### Consigne donnée A
Relevez, dans l'extrait de jugement, chaque forme abrégée placée entre crochets et indiquez ce qu'elle désigne.

### Extrait du document
--- --- ---

Dossier : IMM-11045-22

Référence : 2023 CF 1767

Ottawa (Ontario), le 29 décembre 2023

En présence de l’honorable madame la juge Rochester

ENTRE :

SAMIR KHELEFI ET MOKRAME KHELEFI

demandeurs

et

LE MINISTRE DE LA CITOYENNETÉ ET DE L’IMMIGRATION

défendeur

JUGEMENT ET MOTIFS

I. Aperçu

[1] Les demandeurs, Samir Khelifi et Mokrane Khelifi, sont un père et son fils ayant présentement 18 ans. Ils sont citoyens de l’Algérie. Ils sollicitent le contrôle judiciaire de la décision rendue le 19 octobre 2022, selon laquelle la Section d’appel des réfugiés [SAR] a rejeté leur demande d’asile et a confirmé la décision de la Section de la protection des réfugiés [SPR] à l’effet que les demandeurs n’ont pas la qualité de réfugié au sens de la Convention ni celle des personnes à protéger au titre de l’article 96 et du paragraphe 97(1) de la Loi sur l’immigration et la protection des réfugiés, LC 2001, c 27 [la Décision].

--- --- ---

### Les données
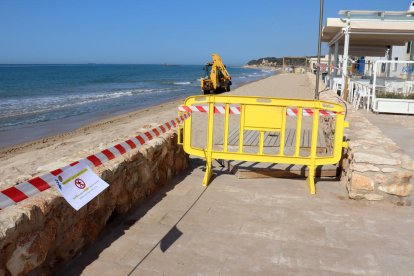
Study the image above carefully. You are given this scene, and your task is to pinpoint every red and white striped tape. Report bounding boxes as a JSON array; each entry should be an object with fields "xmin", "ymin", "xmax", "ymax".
[
  {"xmin": 178, "ymin": 105, "xmax": 343, "ymax": 117},
  {"xmin": 0, "ymin": 113, "xmax": 191, "ymax": 210}
]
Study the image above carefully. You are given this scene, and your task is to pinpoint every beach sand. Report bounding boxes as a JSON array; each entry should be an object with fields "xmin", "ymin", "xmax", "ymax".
[{"xmin": 0, "ymin": 74, "xmax": 313, "ymax": 189}]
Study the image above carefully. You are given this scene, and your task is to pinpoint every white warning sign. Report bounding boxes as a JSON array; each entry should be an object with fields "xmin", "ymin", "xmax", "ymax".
[{"xmin": 55, "ymin": 164, "xmax": 109, "ymax": 211}]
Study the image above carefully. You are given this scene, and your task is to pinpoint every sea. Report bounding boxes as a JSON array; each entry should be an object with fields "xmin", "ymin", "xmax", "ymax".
[{"xmin": 0, "ymin": 64, "xmax": 274, "ymax": 147}]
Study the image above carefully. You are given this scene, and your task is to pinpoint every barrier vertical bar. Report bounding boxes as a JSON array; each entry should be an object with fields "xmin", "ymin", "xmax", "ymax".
[
  {"xmin": 279, "ymin": 107, "xmax": 286, "ymax": 156},
  {"xmin": 307, "ymin": 108, "xmax": 319, "ymax": 195},
  {"xmin": 239, "ymin": 104, "xmax": 245, "ymax": 153},
  {"xmin": 294, "ymin": 107, "xmax": 303, "ymax": 156},
  {"xmin": 203, "ymin": 96, "xmax": 214, "ymax": 186},
  {"xmin": 259, "ymin": 131, "xmax": 264, "ymax": 154},
  {"xmin": 223, "ymin": 103, "xmax": 230, "ymax": 152}
]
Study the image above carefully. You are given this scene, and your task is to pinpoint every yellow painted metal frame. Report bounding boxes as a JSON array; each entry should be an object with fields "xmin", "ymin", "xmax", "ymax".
[{"xmin": 179, "ymin": 95, "xmax": 348, "ymax": 194}]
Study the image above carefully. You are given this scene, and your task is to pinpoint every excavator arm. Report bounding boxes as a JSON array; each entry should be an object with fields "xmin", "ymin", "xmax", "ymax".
[
  {"xmin": 210, "ymin": 54, "xmax": 231, "ymax": 89},
  {"xmin": 201, "ymin": 54, "xmax": 231, "ymax": 94}
]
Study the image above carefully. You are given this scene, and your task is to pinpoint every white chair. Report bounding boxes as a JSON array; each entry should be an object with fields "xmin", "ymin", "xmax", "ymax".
[
  {"xmin": 333, "ymin": 78, "xmax": 343, "ymax": 95},
  {"xmin": 353, "ymin": 83, "xmax": 369, "ymax": 110}
]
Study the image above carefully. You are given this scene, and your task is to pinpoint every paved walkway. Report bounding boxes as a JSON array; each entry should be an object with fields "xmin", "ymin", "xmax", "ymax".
[
  {"xmin": 364, "ymin": 110, "xmax": 414, "ymax": 159},
  {"xmin": 59, "ymin": 160, "xmax": 414, "ymax": 275}
]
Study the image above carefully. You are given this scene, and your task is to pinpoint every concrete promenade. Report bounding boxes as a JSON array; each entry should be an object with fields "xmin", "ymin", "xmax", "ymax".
[{"xmin": 58, "ymin": 75, "xmax": 414, "ymax": 275}]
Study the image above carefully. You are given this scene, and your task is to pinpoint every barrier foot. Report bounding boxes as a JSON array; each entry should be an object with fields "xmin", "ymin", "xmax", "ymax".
[
  {"xmin": 203, "ymin": 159, "xmax": 213, "ymax": 187},
  {"xmin": 306, "ymin": 166, "xmax": 316, "ymax": 195}
]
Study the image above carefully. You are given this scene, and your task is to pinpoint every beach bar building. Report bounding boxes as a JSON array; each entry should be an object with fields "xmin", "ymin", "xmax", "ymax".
[{"xmin": 322, "ymin": 10, "xmax": 414, "ymax": 114}]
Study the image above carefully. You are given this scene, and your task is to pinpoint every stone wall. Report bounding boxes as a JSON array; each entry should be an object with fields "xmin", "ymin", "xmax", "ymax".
[
  {"xmin": 308, "ymin": 73, "xmax": 414, "ymax": 205},
  {"xmin": 320, "ymin": 84, "xmax": 414, "ymax": 205},
  {"xmin": 0, "ymin": 132, "xmax": 188, "ymax": 275}
]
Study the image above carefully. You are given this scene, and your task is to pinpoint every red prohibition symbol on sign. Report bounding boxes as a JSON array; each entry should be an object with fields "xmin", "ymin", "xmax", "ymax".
[{"xmin": 75, "ymin": 178, "xmax": 86, "ymax": 189}]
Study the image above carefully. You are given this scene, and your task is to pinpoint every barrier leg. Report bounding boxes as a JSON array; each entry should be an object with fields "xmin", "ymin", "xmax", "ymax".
[
  {"xmin": 306, "ymin": 166, "xmax": 315, "ymax": 195},
  {"xmin": 203, "ymin": 156, "xmax": 213, "ymax": 186}
]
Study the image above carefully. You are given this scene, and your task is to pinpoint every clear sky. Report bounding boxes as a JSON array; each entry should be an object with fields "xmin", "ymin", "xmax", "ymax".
[{"xmin": 0, "ymin": 0, "xmax": 411, "ymax": 65}]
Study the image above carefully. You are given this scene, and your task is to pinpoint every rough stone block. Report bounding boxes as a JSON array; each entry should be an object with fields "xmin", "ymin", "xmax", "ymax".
[
  {"xmin": 353, "ymin": 152, "xmax": 401, "ymax": 165},
  {"xmin": 350, "ymin": 173, "xmax": 374, "ymax": 191}
]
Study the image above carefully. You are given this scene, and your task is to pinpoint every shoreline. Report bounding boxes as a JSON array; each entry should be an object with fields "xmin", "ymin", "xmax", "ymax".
[
  {"xmin": 0, "ymin": 71, "xmax": 310, "ymax": 190},
  {"xmin": 0, "ymin": 68, "xmax": 278, "ymax": 159}
]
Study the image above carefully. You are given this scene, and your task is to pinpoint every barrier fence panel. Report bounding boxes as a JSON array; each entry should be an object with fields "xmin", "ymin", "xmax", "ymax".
[{"xmin": 179, "ymin": 95, "xmax": 347, "ymax": 194}]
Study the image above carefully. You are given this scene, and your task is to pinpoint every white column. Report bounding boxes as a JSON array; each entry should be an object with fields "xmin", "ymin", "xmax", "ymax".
[
  {"xmin": 326, "ymin": 46, "xmax": 332, "ymax": 89},
  {"xmin": 334, "ymin": 41, "xmax": 339, "ymax": 78},
  {"xmin": 341, "ymin": 22, "xmax": 349, "ymax": 96}
]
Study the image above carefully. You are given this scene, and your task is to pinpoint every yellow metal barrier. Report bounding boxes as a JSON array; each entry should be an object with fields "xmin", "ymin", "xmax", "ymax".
[{"xmin": 179, "ymin": 95, "xmax": 348, "ymax": 194}]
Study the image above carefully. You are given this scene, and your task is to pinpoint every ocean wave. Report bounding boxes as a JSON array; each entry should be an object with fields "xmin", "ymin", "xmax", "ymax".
[{"xmin": 0, "ymin": 89, "xmax": 180, "ymax": 119}]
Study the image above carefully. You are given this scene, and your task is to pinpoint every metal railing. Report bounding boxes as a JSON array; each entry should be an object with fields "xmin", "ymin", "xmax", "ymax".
[{"xmin": 179, "ymin": 95, "xmax": 348, "ymax": 194}]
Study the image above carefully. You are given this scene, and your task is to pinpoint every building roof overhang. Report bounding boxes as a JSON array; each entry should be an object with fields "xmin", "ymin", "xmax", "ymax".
[{"xmin": 322, "ymin": 11, "xmax": 414, "ymax": 56}]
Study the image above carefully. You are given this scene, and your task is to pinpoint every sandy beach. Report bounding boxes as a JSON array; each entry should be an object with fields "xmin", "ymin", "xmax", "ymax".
[{"xmin": 0, "ymin": 74, "xmax": 313, "ymax": 189}]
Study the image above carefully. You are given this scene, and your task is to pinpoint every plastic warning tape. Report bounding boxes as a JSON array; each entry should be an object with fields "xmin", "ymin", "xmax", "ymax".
[
  {"xmin": 0, "ymin": 113, "xmax": 191, "ymax": 210},
  {"xmin": 178, "ymin": 105, "xmax": 343, "ymax": 117}
]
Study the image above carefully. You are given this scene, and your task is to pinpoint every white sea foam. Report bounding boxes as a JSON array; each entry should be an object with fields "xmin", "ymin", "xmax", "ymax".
[{"xmin": 0, "ymin": 89, "xmax": 175, "ymax": 119}]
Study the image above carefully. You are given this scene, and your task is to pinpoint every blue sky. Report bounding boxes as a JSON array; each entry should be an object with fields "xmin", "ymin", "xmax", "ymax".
[{"xmin": 0, "ymin": 0, "xmax": 410, "ymax": 65}]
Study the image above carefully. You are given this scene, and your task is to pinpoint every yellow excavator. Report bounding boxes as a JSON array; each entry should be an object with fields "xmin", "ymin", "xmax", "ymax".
[{"xmin": 200, "ymin": 54, "xmax": 231, "ymax": 95}]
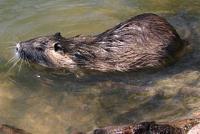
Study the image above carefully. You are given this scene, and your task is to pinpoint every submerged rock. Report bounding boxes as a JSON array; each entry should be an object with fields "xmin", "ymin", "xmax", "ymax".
[
  {"xmin": 94, "ymin": 118, "xmax": 200, "ymax": 134},
  {"xmin": 0, "ymin": 124, "xmax": 31, "ymax": 134}
]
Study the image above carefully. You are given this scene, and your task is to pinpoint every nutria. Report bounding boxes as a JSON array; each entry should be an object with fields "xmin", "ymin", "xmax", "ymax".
[{"xmin": 16, "ymin": 13, "xmax": 186, "ymax": 72}]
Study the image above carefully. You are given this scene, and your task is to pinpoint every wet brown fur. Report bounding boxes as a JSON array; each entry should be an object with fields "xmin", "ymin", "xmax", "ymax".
[{"xmin": 18, "ymin": 13, "xmax": 187, "ymax": 72}]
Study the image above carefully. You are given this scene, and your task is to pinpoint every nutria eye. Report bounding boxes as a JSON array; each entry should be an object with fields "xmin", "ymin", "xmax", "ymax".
[{"xmin": 54, "ymin": 43, "xmax": 63, "ymax": 52}]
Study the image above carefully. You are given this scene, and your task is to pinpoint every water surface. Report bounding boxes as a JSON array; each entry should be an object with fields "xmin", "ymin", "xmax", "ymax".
[{"xmin": 0, "ymin": 0, "xmax": 200, "ymax": 134}]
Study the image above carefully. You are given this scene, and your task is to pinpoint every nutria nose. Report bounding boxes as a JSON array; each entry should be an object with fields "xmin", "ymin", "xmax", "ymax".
[{"xmin": 15, "ymin": 43, "xmax": 20, "ymax": 52}]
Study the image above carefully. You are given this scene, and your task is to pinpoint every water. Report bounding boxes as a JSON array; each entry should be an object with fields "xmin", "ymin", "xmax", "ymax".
[{"xmin": 0, "ymin": 0, "xmax": 200, "ymax": 134}]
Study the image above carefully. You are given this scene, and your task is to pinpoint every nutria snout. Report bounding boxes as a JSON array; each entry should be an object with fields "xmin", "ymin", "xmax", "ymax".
[{"xmin": 16, "ymin": 13, "xmax": 188, "ymax": 72}]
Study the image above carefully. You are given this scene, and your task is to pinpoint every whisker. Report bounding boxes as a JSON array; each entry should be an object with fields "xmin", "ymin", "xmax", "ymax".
[
  {"xmin": 8, "ymin": 59, "xmax": 21, "ymax": 72},
  {"xmin": 18, "ymin": 60, "xmax": 24, "ymax": 72},
  {"xmin": 7, "ymin": 46, "xmax": 16, "ymax": 49},
  {"xmin": 6, "ymin": 56, "xmax": 17, "ymax": 65}
]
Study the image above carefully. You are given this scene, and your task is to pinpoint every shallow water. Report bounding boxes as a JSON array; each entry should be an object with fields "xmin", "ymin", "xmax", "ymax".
[{"xmin": 0, "ymin": 0, "xmax": 200, "ymax": 134}]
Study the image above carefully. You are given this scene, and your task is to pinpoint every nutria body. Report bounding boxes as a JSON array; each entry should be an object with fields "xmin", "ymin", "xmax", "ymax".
[{"xmin": 16, "ymin": 13, "xmax": 188, "ymax": 72}]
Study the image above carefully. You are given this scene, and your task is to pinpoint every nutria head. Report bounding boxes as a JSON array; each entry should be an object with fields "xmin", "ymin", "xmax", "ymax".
[{"xmin": 16, "ymin": 33, "xmax": 75, "ymax": 69}]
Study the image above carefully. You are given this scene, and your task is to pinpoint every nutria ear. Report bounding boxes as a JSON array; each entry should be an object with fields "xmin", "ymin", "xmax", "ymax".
[{"xmin": 54, "ymin": 32, "xmax": 61, "ymax": 37}]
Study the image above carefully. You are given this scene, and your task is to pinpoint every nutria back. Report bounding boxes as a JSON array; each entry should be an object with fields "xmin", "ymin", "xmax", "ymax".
[{"xmin": 16, "ymin": 13, "xmax": 188, "ymax": 72}]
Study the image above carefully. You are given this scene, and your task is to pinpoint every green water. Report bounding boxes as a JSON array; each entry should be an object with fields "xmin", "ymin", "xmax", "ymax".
[{"xmin": 0, "ymin": 0, "xmax": 200, "ymax": 134}]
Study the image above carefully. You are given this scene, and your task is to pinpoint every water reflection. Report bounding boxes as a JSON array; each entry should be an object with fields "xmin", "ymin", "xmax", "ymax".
[{"xmin": 0, "ymin": 0, "xmax": 200, "ymax": 134}]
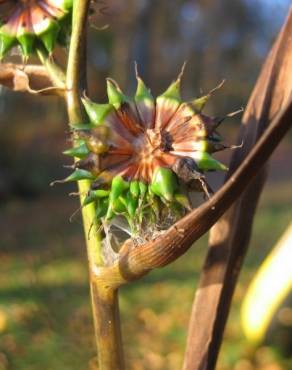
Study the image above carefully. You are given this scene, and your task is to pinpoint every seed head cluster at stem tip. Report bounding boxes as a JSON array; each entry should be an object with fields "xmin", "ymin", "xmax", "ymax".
[
  {"xmin": 61, "ymin": 67, "xmax": 237, "ymax": 239},
  {"xmin": 0, "ymin": 0, "xmax": 73, "ymax": 59}
]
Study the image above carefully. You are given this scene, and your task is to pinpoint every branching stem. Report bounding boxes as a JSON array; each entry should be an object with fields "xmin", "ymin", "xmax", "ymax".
[{"xmin": 67, "ymin": 0, "xmax": 124, "ymax": 370}]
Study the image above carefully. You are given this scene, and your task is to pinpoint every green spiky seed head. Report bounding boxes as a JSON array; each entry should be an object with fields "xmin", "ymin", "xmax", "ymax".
[
  {"xmin": 61, "ymin": 68, "xmax": 235, "ymax": 238},
  {"xmin": 0, "ymin": 0, "xmax": 73, "ymax": 59}
]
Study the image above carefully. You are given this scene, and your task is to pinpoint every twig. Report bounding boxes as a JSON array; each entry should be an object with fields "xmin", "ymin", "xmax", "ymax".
[
  {"xmin": 67, "ymin": 0, "xmax": 124, "ymax": 370},
  {"xmin": 95, "ymin": 92, "xmax": 292, "ymax": 287}
]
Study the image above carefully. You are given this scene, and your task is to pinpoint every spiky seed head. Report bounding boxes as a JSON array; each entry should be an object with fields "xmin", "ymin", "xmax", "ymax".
[
  {"xmin": 62, "ymin": 68, "xmax": 234, "ymax": 237},
  {"xmin": 0, "ymin": 0, "xmax": 73, "ymax": 59}
]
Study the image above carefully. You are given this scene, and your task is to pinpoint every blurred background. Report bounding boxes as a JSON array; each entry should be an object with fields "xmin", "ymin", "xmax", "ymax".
[{"xmin": 0, "ymin": 0, "xmax": 292, "ymax": 370}]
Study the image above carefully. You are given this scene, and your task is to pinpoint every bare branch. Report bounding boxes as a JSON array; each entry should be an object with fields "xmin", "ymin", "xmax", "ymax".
[{"xmin": 184, "ymin": 7, "xmax": 292, "ymax": 370}]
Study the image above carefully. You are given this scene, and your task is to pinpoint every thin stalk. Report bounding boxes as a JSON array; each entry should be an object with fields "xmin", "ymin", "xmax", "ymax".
[
  {"xmin": 66, "ymin": 0, "xmax": 102, "ymax": 266},
  {"xmin": 91, "ymin": 279, "xmax": 125, "ymax": 370},
  {"xmin": 37, "ymin": 45, "xmax": 66, "ymax": 90},
  {"xmin": 66, "ymin": 0, "xmax": 124, "ymax": 370}
]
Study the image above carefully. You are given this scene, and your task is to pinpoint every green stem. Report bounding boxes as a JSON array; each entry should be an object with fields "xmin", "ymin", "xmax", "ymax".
[
  {"xmin": 37, "ymin": 45, "xmax": 66, "ymax": 90},
  {"xmin": 91, "ymin": 279, "xmax": 125, "ymax": 370},
  {"xmin": 66, "ymin": 0, "xmax": 124, "ymax": 370},
  {"xmin": 66, "ymin": 0, "xmax": 102, "ymax": 267}
]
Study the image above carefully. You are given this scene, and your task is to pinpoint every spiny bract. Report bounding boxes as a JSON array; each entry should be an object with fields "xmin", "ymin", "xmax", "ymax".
[
  {"xmin": 0, "ymin": 0, "xmax": 73, "ymax": 59},
  {"xmin": 63, "ymin": 69, "xmax": 226, "ymax": 235}
]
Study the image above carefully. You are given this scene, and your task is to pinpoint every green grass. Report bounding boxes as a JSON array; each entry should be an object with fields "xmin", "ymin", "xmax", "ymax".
[{"xmin": 0, "ymin": 183, "xmax": 292, "ymax": 370}]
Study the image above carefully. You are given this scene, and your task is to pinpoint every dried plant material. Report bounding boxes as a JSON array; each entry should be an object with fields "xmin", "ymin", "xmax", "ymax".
[
  {"xmin": 0, "ymin": 63, "xmax": 64, "ymax": 95},
  {"xmin": 184, "ymin": 11, "xmax": 292, "ymax": 370}
]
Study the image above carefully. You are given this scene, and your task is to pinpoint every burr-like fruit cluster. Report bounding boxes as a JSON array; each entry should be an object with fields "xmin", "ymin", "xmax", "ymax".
[{"xmin": 64, "ymin": 71, "xmax": 226, "ymax": 233}]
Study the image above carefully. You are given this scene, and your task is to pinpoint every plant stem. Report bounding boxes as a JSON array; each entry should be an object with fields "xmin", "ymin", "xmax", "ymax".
[
  {"xmin": 91, "ymin": 280, "xmax": 125, "ymax": 370},
  {"xmin": 67, "ymin": 0, "xmax": 124, "ymax": 370},
  {"xmin": 67, "ymin": 0, "xmax": 102, "ymax": 266},
  {"xmin": 37, "ymin": 45, "xmax": 66, "ymax": 89}
]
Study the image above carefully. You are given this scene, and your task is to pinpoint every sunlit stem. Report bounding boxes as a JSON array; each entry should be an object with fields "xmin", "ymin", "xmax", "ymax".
[{"xmin": 66, "ymin": 0, "xmax": 124, "ymax": 370}]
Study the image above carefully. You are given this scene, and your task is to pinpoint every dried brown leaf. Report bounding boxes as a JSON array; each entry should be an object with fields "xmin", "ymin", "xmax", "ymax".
[{"xmin": 183, "ymin": 7, "xmax": 292, "ymax": 370}]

--- --- ---

### Consigne donnée B
Sélectionnez toutes les lignes des enregistrements contenant la chaîne « dried », en tenant compte de la casse.

### Résultat A
- [SAR] : la Section d'appel des réfugiés
- [SPR] : la Section de la protection des réfugiés
- [la Décision] : la décision rendue le 19 octobre 2022, par laquelle la SAR a rejeté la demande d'asile des demandeurs et confirmé la décision de la SPR

### Résultat B
Study the image above carefully. You are given this scene, and your task is to pinpoint every dried plant material. Report bounding boxes as a JSON array; each entry should be an object with fields "xmin", "ymin", "xmax", "ymax".
Study the image above carefully. You are given this scene, and your task is to pinpoint every dried brown leaf. Report bounding boxes as a JSON array; each entry should be an object with fields "xmin", "ymin", "xmax", "ymax".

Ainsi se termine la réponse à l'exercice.